TEXT BLOCK below:

Yes, some situations can pause (toll) or extend the time limit, including:
- Discovery Rule – If a person didn’t realize they were harmed until later (e.g., medical malpractice or hidden fraud), the time limit may start from the date they discovered the harm.
- Defendant Hiding – If the person being sued or charged leaves the state or country, the time period may be paused until they return.
- Minors and Legal Incapacity – If the injured person is under 18 or mentally incapacitated, the statute of limitations may not start until they turn 18 or regain capacity.
Why is it important to know the Statute of Limitations?
If you miss the statute of limitations deadline, you may lose the right to file a lawsuit or prosecutors may no longer be able to charge someone with a crime.
This is why it’s crucial to act quickly if you have a legal issue. If you’re unsure how long you have to file a claim or defend yourself, speaking with a lawyer can help you understand your options.

End of TEXT BLOCK.

According to the statute of limitations text, when may the time limit start for an injured person who is under 18? The lines that follow come from a separate source and are unrelated to the statute of limitations text.

SOURCE INFORMATION below:

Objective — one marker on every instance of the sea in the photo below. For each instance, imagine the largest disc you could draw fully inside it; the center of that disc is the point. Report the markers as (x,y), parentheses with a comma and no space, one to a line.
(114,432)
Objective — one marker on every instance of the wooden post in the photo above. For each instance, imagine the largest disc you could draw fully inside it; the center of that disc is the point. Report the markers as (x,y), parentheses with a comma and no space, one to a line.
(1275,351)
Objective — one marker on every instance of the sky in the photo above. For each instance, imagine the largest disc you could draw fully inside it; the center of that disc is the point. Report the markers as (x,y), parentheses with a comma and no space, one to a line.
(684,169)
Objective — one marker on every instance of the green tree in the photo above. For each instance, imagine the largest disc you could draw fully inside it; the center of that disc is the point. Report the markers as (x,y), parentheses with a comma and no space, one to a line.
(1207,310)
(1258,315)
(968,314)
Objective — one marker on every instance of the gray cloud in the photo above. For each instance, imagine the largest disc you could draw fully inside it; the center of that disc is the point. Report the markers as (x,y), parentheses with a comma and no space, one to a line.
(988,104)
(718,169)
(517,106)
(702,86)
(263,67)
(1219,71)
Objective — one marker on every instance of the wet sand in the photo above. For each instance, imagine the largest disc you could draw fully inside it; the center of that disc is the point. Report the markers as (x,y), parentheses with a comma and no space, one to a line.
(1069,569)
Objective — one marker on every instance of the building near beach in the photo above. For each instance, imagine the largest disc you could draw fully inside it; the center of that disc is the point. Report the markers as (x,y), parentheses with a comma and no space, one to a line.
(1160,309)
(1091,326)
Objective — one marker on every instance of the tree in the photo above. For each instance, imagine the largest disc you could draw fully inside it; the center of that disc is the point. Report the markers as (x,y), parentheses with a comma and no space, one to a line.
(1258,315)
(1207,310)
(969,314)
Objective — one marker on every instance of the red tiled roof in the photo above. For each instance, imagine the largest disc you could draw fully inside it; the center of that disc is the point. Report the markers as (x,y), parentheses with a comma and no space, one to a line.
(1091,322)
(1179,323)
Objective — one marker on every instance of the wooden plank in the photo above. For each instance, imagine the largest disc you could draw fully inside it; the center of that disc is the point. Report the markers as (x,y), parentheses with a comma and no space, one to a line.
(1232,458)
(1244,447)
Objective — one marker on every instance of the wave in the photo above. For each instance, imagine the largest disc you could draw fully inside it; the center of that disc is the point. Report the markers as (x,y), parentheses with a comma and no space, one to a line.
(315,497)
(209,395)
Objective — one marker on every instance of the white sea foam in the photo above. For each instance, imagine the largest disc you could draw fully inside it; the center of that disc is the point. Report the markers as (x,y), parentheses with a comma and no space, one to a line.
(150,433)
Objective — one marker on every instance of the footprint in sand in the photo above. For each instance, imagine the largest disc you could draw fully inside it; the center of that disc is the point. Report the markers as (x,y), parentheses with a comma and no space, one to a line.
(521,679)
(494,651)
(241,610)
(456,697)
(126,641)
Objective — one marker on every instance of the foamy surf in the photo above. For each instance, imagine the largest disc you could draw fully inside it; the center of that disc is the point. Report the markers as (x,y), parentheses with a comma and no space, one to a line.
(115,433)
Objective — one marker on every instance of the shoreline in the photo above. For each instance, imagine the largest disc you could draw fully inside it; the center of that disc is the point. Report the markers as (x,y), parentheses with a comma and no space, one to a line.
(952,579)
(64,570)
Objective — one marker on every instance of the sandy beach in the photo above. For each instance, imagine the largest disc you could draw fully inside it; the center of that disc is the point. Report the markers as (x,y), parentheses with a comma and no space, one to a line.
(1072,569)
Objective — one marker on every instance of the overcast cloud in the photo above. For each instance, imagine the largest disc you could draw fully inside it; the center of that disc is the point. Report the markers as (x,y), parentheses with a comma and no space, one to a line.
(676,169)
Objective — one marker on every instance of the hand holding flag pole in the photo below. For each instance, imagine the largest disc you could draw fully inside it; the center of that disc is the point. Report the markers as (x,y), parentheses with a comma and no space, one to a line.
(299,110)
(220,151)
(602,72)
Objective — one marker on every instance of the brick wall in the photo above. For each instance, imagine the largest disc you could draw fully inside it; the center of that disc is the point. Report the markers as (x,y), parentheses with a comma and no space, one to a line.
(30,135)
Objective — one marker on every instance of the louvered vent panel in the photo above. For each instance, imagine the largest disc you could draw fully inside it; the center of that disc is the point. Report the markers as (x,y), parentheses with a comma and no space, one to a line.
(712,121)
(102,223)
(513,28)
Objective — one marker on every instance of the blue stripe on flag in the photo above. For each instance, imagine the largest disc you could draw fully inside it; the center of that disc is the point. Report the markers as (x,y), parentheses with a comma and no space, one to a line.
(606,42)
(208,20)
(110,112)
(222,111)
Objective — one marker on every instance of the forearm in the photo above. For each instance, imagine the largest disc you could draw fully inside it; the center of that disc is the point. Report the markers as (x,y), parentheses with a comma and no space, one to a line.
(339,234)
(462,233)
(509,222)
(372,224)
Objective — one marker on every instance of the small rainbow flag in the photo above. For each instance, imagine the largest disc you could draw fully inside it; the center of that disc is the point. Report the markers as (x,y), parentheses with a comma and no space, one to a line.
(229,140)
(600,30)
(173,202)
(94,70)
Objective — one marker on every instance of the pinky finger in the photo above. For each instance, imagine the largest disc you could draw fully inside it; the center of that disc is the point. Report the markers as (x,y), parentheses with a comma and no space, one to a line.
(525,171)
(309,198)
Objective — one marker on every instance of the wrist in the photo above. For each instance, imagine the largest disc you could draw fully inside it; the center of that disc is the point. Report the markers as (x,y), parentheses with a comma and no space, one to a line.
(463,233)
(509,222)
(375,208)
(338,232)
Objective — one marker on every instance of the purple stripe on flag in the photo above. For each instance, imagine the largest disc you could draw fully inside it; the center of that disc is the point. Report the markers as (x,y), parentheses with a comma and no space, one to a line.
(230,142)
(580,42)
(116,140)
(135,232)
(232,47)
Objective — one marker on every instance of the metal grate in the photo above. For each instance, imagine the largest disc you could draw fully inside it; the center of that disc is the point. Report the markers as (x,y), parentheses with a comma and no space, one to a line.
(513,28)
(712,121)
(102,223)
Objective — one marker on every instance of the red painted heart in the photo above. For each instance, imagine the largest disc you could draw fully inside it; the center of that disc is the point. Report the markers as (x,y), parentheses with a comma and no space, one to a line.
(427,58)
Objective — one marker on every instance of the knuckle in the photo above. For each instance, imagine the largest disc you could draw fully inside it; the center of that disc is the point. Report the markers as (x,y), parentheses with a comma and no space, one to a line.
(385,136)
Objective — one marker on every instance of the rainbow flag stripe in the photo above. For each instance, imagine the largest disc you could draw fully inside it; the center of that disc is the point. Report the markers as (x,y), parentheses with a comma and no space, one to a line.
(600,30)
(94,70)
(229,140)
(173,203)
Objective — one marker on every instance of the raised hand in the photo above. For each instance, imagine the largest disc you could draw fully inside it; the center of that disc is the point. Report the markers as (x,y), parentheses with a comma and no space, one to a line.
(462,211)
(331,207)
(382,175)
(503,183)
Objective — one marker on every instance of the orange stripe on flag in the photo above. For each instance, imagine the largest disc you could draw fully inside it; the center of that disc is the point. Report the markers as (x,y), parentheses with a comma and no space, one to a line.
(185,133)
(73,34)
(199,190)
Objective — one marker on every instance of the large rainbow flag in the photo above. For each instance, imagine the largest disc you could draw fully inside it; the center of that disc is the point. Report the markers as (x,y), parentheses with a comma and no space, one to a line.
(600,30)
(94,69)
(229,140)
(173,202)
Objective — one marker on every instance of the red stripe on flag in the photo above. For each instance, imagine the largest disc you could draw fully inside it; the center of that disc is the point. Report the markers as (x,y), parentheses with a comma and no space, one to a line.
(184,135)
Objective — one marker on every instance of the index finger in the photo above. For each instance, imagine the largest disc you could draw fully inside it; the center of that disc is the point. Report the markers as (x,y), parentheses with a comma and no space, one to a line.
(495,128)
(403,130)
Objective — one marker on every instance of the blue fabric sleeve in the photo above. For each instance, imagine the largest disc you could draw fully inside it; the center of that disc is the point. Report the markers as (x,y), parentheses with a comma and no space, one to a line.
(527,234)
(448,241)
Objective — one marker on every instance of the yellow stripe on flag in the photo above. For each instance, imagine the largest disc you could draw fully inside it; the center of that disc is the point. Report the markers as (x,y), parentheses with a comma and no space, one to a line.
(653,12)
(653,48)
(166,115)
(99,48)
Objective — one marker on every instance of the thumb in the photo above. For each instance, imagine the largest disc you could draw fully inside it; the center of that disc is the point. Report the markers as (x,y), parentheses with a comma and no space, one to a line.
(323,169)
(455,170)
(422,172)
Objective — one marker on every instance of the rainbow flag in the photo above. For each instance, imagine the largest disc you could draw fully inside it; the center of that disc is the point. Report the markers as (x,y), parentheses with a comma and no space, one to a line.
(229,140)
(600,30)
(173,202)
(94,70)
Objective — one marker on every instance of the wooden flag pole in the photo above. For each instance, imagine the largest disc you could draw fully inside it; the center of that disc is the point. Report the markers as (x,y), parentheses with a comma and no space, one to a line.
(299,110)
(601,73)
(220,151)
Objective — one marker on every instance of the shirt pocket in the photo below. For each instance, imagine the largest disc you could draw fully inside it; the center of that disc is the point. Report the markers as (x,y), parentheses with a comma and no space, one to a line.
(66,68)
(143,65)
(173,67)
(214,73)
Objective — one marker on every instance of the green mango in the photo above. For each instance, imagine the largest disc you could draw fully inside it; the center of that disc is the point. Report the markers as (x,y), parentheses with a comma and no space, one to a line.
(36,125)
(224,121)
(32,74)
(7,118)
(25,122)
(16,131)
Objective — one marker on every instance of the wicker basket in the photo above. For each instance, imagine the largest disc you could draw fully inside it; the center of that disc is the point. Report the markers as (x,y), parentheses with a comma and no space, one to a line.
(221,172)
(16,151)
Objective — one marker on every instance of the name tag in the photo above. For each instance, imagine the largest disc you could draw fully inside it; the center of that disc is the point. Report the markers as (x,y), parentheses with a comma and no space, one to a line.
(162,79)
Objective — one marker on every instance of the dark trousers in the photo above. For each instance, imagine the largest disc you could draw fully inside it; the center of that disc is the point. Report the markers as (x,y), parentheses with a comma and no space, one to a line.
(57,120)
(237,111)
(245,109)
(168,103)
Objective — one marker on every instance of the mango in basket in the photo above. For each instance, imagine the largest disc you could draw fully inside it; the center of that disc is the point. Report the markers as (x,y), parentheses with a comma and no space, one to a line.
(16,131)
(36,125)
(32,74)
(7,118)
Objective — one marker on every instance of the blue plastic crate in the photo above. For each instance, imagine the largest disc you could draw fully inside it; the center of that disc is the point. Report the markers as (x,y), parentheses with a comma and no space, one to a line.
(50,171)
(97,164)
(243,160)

End of SOURCE INFORMATION.

◆ **SOLUTION TO THIS TASK**
It may not start until they turn 18.